**Exercise set**
**a)** According to the Kerala Covid article below, what seroprevalence did Kerala have in the survey carried out in March?
**b)** Please rewrite the paragraph of the Kerala Covid article below that begins "Yet as nationwide India's Covid cases have fallen" as a shorter paragraph, keeping its main facts.

The Guardian

Indian state pays the price of early success

- Hannah Ellis-Petersen Delhi

As Covid-19 swept through India last year, there was one state that was always seen as standing out in its handling of the pandemic.

The “Kerala model” became a byword for success in containing the virus, named after a series of measures introduced early on by the south Indian state, including rigorous, focused testing, containmen­t, community support and contact tracing.

Yet as nationwide India’s Covid cases have fallen to record lows following the devastatin­g second wave in April, Kerala’s cases have consistent­ly remained high since mid-May. Last week, Kerala accounted for almost 70% of India’s new cases and the state’s positivity rate continues to hover around 17%. While there are signs that cases in Kerala are finally tailing off, questions have remained over why the state has remained a hub of the virus. Its persistenc­e has been partly attributed to the low seropreval­ence – lack of those with antibodies – thanks to earlier successes in preventing a spread of the virus. A seropreval­ence survey carried out in March found that Kerala only had seropreval­ence of around 11%, compared with more than 20% nationally. By the end of July, Kerala still had the lowest seropreval­ence figures in India with 44% of the population showing antibodies, meaning more than 50% remained vulnerable.

Dr Rajeev Jayadevan, a vicechairm­an of the Kerala State Indian Medical Associatio­n, said that Kerala’s trajectory of Covid had always differed from the rest of the country. “I would describe the situation here as a slow burn, rather than an inferno,” he said

He said it was inaccurate to characteri­se this as a failure of the Kerala model. Instead, he pointed to Kerala’s high population density as well as humid weather conditions and fatigue among health workers as other reasons.

Even with cases remaining high, the state has not faced the shortage of oxygen or ICU facilities of other states. “Our fatality rate shows our model is on the right track,” the Kerala health minister Veena George told Reuters last month.

**Extracted information**

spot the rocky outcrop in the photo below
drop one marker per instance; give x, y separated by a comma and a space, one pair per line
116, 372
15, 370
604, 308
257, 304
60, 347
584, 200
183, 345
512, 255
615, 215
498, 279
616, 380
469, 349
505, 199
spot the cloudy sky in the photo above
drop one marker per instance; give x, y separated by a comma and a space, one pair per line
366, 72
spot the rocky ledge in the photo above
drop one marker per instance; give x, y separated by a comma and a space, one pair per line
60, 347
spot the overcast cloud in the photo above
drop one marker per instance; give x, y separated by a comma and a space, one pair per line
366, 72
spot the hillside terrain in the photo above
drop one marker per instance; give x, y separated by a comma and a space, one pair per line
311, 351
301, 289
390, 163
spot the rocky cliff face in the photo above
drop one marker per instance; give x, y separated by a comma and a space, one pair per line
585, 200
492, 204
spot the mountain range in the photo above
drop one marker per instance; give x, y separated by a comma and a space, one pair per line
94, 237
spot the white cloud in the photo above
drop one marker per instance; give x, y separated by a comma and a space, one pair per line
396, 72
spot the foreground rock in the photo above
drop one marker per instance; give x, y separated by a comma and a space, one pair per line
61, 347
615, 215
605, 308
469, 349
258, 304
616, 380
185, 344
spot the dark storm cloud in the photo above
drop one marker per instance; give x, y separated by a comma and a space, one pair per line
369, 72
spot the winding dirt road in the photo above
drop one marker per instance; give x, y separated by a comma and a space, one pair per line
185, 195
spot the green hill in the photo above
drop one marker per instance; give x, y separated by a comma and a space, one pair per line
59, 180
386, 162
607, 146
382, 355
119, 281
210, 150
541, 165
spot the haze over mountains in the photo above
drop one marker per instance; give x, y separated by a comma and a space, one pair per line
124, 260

**Solutions below**
**a)** Around 11%

**b)** Although India's Covid cases have dropped to record lows after the devastating April second wave, Kerala's cases have stayed high since mid-May. Last week the state accounted for almost 70% of India's new cases, with a positivity rate of around 17%. Cases may finally be tailing off, but the virus's persistence there has been partly attributed to low seroprevalence resulting from Kerala's earlier success in preventing spread. A March survey put Kerala's seroprevalence at around 11%, against more than 20% nationally. By the end of July it was still the lowest in India at 44%, leaving more than 50% of the population vulnerable.